## [Task item]
How many of the lines in the data contain "trunk"? Give only the number.
»»
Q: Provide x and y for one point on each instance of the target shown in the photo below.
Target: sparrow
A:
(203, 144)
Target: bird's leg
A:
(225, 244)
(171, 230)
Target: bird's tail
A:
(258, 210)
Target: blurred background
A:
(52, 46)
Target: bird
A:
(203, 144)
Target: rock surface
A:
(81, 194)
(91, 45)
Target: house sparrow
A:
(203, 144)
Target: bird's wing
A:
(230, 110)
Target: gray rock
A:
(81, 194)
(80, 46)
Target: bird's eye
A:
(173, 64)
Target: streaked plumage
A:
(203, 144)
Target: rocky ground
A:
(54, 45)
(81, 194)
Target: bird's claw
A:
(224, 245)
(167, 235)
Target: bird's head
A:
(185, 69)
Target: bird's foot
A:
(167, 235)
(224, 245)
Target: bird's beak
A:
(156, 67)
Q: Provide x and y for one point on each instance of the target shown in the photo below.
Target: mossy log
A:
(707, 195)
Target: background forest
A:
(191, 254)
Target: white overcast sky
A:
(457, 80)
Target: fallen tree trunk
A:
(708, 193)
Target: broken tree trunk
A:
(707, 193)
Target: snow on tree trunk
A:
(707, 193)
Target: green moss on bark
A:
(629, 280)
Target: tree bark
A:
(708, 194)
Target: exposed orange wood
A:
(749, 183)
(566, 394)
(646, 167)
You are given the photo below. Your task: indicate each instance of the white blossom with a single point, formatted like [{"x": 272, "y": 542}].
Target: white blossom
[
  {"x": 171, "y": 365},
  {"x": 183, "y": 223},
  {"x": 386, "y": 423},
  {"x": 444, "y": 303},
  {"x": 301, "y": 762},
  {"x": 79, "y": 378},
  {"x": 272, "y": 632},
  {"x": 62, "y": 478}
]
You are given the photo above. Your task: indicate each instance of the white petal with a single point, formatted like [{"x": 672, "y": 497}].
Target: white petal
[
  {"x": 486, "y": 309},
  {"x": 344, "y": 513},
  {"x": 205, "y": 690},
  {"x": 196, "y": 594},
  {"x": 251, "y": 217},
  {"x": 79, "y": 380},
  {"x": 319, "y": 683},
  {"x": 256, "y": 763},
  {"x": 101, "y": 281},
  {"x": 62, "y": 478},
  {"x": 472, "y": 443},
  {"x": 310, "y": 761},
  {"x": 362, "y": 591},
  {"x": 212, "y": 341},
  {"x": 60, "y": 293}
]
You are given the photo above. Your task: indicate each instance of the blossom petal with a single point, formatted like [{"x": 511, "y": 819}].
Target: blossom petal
««
## [Answer for this exercise]
3